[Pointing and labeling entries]
## Start
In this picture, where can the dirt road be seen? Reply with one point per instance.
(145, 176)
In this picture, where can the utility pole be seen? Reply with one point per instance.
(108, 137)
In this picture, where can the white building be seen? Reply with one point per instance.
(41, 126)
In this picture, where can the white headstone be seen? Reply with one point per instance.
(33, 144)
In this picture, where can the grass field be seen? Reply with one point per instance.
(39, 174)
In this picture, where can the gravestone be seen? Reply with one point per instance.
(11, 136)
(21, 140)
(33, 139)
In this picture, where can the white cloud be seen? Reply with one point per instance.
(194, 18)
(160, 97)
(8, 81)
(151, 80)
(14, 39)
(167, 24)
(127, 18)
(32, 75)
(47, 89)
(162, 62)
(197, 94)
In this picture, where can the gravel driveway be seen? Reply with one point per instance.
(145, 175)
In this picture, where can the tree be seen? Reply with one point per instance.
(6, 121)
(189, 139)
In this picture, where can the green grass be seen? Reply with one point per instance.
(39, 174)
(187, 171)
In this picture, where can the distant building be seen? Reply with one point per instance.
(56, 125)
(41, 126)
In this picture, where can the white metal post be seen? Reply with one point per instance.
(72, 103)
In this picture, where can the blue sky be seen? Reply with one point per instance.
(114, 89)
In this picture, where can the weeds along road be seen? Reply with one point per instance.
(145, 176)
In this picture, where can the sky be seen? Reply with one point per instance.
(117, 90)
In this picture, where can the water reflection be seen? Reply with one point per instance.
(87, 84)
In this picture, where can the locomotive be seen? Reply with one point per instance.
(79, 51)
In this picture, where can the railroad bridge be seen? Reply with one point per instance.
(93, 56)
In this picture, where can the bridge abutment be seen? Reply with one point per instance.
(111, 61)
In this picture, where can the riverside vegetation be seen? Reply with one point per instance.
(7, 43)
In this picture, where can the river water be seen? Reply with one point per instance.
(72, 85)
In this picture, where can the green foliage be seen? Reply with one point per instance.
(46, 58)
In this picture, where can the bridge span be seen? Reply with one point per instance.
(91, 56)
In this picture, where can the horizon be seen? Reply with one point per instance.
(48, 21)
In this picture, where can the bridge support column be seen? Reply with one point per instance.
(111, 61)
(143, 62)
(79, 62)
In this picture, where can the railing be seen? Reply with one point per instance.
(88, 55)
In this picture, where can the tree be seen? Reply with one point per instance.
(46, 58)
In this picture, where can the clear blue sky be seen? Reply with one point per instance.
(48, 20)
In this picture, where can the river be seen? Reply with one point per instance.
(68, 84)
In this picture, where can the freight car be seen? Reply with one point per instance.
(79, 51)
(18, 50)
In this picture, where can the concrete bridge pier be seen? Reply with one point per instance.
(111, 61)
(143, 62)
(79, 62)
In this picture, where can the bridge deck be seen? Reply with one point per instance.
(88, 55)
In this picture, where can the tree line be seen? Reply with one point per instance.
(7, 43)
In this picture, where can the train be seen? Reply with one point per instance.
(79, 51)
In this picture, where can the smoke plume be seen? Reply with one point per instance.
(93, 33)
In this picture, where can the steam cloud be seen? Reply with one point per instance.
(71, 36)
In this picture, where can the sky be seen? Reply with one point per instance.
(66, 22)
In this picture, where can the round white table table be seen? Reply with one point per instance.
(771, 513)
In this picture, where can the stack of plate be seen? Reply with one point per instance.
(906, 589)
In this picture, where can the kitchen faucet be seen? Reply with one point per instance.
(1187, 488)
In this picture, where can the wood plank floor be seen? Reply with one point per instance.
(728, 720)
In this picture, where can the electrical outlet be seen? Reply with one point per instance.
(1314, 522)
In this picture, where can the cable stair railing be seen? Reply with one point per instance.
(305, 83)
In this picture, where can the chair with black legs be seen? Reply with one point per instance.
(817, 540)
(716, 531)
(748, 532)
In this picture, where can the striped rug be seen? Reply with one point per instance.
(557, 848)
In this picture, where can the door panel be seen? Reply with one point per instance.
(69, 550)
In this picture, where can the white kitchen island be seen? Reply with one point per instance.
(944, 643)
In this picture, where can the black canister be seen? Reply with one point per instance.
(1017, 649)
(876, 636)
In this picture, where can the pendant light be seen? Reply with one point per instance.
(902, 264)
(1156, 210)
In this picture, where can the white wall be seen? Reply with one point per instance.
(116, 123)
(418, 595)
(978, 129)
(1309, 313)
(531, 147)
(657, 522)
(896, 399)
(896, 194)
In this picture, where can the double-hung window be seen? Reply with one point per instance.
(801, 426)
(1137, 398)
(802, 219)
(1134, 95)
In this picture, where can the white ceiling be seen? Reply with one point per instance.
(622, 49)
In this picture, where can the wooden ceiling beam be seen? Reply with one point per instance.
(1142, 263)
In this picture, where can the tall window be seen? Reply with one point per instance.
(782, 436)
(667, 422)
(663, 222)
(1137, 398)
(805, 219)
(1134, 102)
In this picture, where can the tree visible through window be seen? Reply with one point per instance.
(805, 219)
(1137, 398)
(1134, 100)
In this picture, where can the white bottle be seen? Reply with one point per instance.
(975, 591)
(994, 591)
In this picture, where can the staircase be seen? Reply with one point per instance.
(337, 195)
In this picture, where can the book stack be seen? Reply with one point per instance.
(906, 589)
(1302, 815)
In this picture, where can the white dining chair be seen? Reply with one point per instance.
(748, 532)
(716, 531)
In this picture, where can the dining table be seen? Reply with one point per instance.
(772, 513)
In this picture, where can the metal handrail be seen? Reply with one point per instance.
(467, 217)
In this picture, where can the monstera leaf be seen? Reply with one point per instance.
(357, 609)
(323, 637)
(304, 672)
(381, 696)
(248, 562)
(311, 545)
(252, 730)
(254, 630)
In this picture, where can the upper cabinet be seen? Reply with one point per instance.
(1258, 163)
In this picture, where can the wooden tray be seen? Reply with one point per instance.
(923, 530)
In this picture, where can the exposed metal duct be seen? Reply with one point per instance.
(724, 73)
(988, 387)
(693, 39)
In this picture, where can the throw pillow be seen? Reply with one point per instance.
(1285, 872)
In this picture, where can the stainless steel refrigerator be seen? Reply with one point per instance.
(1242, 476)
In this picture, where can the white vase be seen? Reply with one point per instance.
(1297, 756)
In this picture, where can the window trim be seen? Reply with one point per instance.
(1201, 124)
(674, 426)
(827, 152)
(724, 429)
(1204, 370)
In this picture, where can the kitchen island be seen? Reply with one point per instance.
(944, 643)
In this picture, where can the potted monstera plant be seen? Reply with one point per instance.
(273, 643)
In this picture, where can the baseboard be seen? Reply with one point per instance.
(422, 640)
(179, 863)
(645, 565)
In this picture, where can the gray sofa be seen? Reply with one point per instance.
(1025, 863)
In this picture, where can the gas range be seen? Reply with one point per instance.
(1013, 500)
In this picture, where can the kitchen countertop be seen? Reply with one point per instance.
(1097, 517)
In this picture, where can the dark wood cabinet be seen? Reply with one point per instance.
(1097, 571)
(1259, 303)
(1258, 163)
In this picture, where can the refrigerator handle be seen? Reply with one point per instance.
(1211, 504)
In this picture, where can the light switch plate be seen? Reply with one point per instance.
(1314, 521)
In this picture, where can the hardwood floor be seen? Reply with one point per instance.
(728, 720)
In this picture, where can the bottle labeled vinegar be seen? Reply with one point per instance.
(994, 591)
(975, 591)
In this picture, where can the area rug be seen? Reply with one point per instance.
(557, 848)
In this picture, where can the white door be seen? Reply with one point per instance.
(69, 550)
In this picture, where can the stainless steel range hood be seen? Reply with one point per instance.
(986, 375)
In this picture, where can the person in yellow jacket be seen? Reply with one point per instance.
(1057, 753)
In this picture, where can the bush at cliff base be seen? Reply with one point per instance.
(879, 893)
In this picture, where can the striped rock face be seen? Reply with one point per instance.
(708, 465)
## End
* _Written exercise_
Your task is to reproduce, exactly and exclusively, the lines from the one holding "In this picture, where can the area" through the final line of the listing.

* _Correct result_
In this picture, where can the area rug be seen? Reply with one point per instance.
(557, 848)
In this picture, where can the white door be seen? Reply with one point per instance.
(69, 550)
In this picture, where can the stainless steel range hood be seen? Reply with one point per instance.
(986, 375)
In this picture, where can the person in yellow jacket be seen? Reply with one point per instance.
(1057, 753)
In this picture, where can the bush at cliff base be seen? Reply with one point per instance.
(879, 893)
In this picture, where can the striped rock face be seen? Reply with one point per instance.
(708, 465)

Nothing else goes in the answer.